Re: [web2py] Re: Cache performance with computed columns

Niphlod Mon, 25 Mar 2013 04:39:01 -0700

so, q1 is now always faster than q2 ... seems that the bits you were 
missing are in fact the ones that auto-set the cache-key based on the query 
string....


cache.ram is always faster than anything else, cause it stores a pointer to 
the result, doesn't have to pickle/unpickle the result and can't have (by 
design) any network latency.
The problem is that it's a locking cache and single-process, so YMMV .

On Monday, March 25, 2013 12:21:31 PM UTC+1, Paolo valleri wrote:
>
> Thanks for the very clear explanation.
> I made the following:
> t0 = time.time()
> rows = cache.memcache ('q1', lambda : q1(query))
> t1 = time.time()
> rows2 = cache.memcache('q2', lambda: q2(query))
> rows2 = [r for r in rows2 if (r.end_point.gathered_on - 
> r.start_point.gathered_on < datetime.timedelta(days=1)) ]
> t2 = time.time() 
> print 'q1:', t1-t0
> print 'q2:', t2-t1 
> and I got from three different requests:
> q1: 0.0104899406433
> q2: 0.0106620788574
> q1: 0.011244058609
> q2: 0.0156059265137
> q1: 0.010370016098
> q2: 0.0133299827576
> Beside memcache, I tried with cache.ram getting:
> q1: 9.77516174316e-06
> q2: 0.00217413902283
> q1: 1.62124633789e-05
> q2: 0.00206780433655
> q1: 8.10623168945e-06
> q2: 0.00120091438293
> Given that, in a local env cache.ram is faster than memcache.
>
> Paolo
>
> On Monday, March 25, 2013 11:54:07 AM UTC+1, Niphlod wrote:
>>
>> well, when you plan to use cache you do it because:
>> a) the additional roundtrip is negligible
>> b) using the cache means your database is not used
>> I'll explain it further....
>> A query that takes 0.18ms to get "computed" on the database side can very 
>> well end up in 18sec as soon as your database gets "hit" by several 
>> requests.
>> A cached query that takes 0.18ms to get stored and 0.18ms to get 
>> retrieved (unpacked, decompressed, unpickled, choose your own "term" that 
>> suits the job) will take, if the cache backend is "proper", 0.36ms the 
>> first time and 0.18ms from the 2nd to the nth.
>> Even so, some complicated queries (or uncomplicated for you, but 
>> complicated for the db backend) can be speedied up just requesting less 
>> fields or computing in raw python something that can be usually done on the 
>> backend.

▸ A run of data
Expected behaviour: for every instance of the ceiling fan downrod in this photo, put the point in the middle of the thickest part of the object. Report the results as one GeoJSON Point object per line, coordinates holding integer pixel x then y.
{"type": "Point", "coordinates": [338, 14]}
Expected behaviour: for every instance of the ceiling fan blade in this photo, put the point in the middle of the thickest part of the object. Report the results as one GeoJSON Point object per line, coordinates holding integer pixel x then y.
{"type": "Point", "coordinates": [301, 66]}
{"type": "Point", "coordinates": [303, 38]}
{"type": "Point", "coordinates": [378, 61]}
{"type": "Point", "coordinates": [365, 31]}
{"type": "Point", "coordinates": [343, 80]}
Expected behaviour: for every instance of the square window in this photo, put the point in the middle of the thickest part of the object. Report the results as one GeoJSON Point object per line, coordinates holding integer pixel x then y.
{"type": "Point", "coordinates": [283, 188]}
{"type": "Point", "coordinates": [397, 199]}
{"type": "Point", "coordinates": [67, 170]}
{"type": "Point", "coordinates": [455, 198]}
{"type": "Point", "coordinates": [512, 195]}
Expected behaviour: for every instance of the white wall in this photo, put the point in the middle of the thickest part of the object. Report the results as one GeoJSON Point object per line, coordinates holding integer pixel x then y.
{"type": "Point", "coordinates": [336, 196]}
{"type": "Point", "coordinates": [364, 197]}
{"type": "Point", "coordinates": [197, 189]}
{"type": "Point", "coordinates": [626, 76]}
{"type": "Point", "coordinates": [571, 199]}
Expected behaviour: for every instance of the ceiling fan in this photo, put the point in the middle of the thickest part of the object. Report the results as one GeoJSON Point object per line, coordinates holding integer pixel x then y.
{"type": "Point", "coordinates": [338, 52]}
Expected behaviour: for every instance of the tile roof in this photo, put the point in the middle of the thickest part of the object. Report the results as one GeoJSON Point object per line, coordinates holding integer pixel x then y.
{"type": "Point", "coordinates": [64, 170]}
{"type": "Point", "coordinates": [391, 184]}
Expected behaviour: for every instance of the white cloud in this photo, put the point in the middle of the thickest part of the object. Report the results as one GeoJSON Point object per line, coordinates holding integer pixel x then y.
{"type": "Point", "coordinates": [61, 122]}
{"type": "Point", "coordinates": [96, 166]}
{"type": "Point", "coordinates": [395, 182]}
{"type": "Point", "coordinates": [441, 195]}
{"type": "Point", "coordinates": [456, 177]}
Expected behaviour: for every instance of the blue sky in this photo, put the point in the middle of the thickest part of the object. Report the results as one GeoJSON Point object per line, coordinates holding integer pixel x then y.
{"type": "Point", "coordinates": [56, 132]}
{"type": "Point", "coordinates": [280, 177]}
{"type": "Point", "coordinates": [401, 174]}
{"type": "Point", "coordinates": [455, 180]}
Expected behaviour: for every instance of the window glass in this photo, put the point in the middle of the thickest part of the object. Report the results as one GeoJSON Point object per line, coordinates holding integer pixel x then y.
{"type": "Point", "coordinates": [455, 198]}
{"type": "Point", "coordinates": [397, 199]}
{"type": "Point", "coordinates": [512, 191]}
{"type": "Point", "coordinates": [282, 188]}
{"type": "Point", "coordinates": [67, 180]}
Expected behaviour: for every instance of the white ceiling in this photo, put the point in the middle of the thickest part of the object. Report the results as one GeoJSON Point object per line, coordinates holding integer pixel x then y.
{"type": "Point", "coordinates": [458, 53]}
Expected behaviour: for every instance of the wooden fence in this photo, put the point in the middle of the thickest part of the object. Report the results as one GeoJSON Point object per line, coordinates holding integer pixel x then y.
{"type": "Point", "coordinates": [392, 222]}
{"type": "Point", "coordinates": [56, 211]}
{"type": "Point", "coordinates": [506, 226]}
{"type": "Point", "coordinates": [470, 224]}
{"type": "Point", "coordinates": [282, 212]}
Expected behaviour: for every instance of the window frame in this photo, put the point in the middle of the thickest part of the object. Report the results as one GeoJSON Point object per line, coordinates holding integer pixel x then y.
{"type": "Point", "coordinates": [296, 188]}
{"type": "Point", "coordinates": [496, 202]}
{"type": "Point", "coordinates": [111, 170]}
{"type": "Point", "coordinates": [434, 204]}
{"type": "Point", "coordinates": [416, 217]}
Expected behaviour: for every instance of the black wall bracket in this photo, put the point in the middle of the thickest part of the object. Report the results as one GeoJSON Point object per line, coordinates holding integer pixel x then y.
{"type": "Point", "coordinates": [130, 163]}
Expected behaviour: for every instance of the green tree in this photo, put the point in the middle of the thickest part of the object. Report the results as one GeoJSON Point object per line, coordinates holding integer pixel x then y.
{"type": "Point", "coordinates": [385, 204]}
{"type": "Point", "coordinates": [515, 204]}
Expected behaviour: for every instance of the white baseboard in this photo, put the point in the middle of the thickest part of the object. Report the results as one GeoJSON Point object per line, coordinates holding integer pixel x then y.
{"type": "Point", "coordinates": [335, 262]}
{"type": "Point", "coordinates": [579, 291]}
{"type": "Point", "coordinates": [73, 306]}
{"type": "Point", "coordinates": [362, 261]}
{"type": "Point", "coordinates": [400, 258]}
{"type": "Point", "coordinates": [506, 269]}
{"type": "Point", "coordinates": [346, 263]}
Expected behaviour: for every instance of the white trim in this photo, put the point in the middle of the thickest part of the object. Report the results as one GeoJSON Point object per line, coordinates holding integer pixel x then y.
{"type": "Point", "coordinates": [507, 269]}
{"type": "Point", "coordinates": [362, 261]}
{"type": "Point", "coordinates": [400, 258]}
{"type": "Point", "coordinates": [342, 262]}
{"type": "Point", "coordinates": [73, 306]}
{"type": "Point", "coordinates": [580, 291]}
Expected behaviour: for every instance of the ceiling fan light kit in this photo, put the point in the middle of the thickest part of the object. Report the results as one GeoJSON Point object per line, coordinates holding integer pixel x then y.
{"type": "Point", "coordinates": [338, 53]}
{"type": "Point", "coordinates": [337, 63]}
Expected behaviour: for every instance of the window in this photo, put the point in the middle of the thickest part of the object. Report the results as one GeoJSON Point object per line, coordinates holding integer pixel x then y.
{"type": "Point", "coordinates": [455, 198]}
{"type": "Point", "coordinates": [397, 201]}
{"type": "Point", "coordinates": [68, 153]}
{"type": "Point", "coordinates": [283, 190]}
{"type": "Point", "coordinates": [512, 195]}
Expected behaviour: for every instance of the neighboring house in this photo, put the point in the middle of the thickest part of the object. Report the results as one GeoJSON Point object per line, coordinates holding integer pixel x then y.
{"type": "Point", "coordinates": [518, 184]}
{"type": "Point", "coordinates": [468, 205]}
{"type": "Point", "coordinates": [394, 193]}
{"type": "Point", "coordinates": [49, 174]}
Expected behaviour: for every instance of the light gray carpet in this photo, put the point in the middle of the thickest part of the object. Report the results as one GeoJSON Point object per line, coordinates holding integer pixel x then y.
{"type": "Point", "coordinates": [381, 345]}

▸ GOAL 1
From the cache performance thread, copy the passage that begins at the words "The problem is" and stops after the words "t1 = time.time()".
▸ GOAL 2
In the cache performance thread, what drawback of cache.ram is named?
None of this work depends on the data.

▸ FULL RESPONSE 1
The problem is that it's a locking cache and single-process, so YMMV .

On Monday, March 25, 2013 12:21:31 PM UTC+1, Paolo valleri wrote:
>
> Thanks for the very clear explanation.
> I made the following:
> t0 = time.time()
> rows = cache.memcache ('q1', lambda : q1(query))
> t1 = time.time()

▸ FULL RESPONSE 2
It is a locking cache and single-process.